### Excerpt provided:

# Corner guards?



## STAR (Nov 26, 2010)

What division do corner guard installation fall under? speaking with another painter who does commercial he includes them in his price when specced.
Anyone else?


----------



## Paradigmzz (May 5, 2010)

Division 10- specialties.

Thats wierd. 

Whatever works. Does he pick up all wall gaurds? We moved up to commercial drywall and painting. We bid almost all division 9 and with that comes installation of division 8 and division 10. So sometimes we supply division 8 and 10 and sometimes we dont.

Does he install crash rails too? 

Or is he "supplying" simple plastic adhesive corner guards for "added protection"? 

To me, picking up true speced corner guards you might as well pick up other items. But it would never get combined for the sake of being the painters scope.

### Required work:
1. In the corner guards thread, which division does the reply place corner guards under?
2. Name every division number mentioned in the corner guards thread.
3. Pick up the corner guards thread after its last post.

(Referring expression grounding data)
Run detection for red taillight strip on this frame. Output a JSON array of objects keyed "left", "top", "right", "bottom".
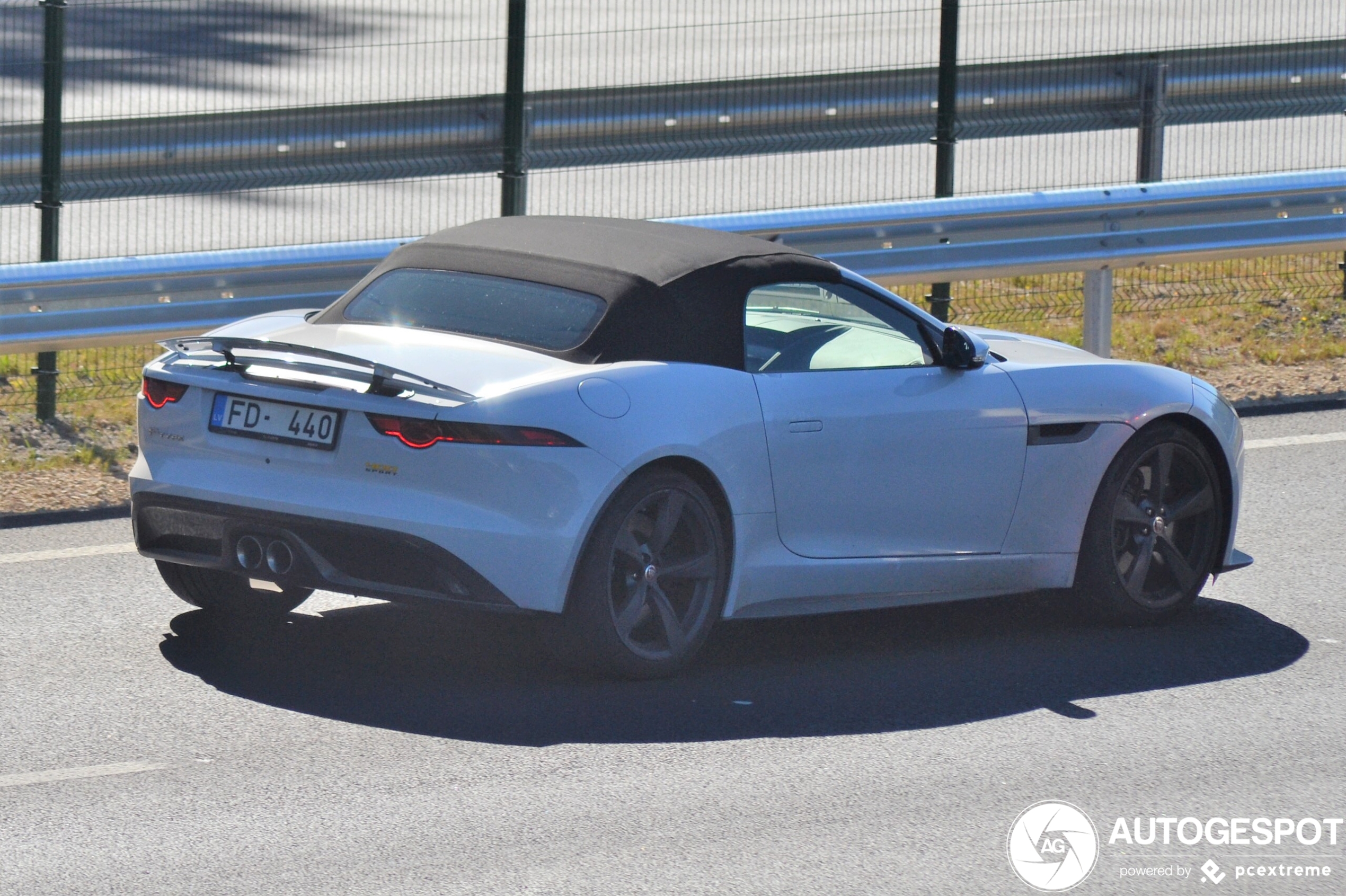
[
  {"left": 365, "top": 414, "right": 584, "bottom": 448},
  {"left": 140, "top": 377, "right": 187, "bottom": 407}
]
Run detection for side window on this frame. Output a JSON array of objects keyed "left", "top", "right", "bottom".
[{"left": 743, "top": 282, "right": 934, "bottom": 372}]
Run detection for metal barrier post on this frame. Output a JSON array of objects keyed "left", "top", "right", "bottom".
[
  {"left": 31, "top": 0, "right": 66, "bottom": 420},
  {"left": 1084, "top": 269, "right": 1112, "bottom": 358},
  {"left": 499, "top": 0, "right": 528, "bottom": 217},
  {"left": 1136, "top": 62, "right": 1168, "bottom": 183},
  {"left": 926, "top": 0, "right": 958, "bottom": 320}
]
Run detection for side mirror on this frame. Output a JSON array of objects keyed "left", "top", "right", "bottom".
[{"left": 942, "top": 327, "right": 990, "bottom": 370}]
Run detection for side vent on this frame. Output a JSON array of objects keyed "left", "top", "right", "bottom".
[{"left": 1029, "top": 422, "right": 1099, "bottom": 445}]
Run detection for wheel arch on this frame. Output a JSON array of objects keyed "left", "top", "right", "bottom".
[
  {"left": 561, "top": 455, "right": 736, "bottom": 612},
  {"left": 1127, "top": 413, "right": 1234, "bottom": 569}
]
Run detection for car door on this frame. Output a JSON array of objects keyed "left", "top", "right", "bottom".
[{"left": 745, "top": 284, "right": 1029, "bottom": 557}]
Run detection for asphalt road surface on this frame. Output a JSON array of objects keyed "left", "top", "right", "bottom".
[{"left": 0, "top": 412, "right": 1346, "bottom": 894}]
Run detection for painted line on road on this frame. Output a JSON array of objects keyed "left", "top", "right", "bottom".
[
  {"left": 0, "top": 541, "right": 136, "bottom": 565},
  {"left": 1244, "top": 432, "right": 1346, "bottom": 451},
  {"left": 0, "top": 763, "right": 172, "bottom": 787}
]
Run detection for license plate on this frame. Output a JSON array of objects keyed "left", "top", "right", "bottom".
[{"left": 210, "top": 393, "right": 341, "bottom": 451}]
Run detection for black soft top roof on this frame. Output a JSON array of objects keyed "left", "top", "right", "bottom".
[{"left": 314, "top": 215, "right": 840, "bottom": 369}]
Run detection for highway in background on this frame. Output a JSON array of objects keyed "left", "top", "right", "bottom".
[{"left": 0, "top": 412, "right": 1346, "bottom": 894}]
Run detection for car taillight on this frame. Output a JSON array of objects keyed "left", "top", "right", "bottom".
[
  {"left": 140, "top": 377, "right": 187, "bottom": 407},
  {"left": 365, "top": 414, "right": 584, "bottom": 448}
]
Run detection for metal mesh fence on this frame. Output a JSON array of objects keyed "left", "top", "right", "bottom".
[
  {"left": 0, "top": 346, "right": 163, "bottom": 417},
  {"left": 0, "top": 0, "right": 1346, "bottom": 262},
  {"left": 0, "top": 0, "right": 1346, "bottom": 420},
  {"left": 0, "top": 253, "right": 1346, "bottom": 417}
]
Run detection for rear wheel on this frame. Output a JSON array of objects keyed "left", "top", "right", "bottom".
[
  {"left": 541, "top": 469, "right": 728, "bottom": 678},
  {"left": 1077, "top": 422, "right": 1225, "bottom": 623},
  {"left": 155, "top": 560, "right": 314, "bottom": 616}
]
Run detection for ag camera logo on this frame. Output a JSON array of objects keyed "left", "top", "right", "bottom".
[{"left": 1010, "top": 799, "right": 1099, "bottom": 893}]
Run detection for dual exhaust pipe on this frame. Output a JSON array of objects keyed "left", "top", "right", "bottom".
[{"left": 234, "top": 536, "right": 295, "bottom": 576}]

### Answers to the problems:
1. Division 10, specialties.

2. Division 8, Division 9, Division 10

3.
----------



## Roamer (Jul 5, 2010)

We've installed corner guards of various types. We rarely choose which ones. They are usually in the spec. However, if the client needed a recommendation we'd recommend Korogard.

http://www.koroseal.com/korogard/


----------



## pvtgloss (May 25, 2015)

For us at hospitals the GC gives them to use and we paint the inside of them as they are clear and won't get scratched. And GC installs them. Been doing them like that since 05'.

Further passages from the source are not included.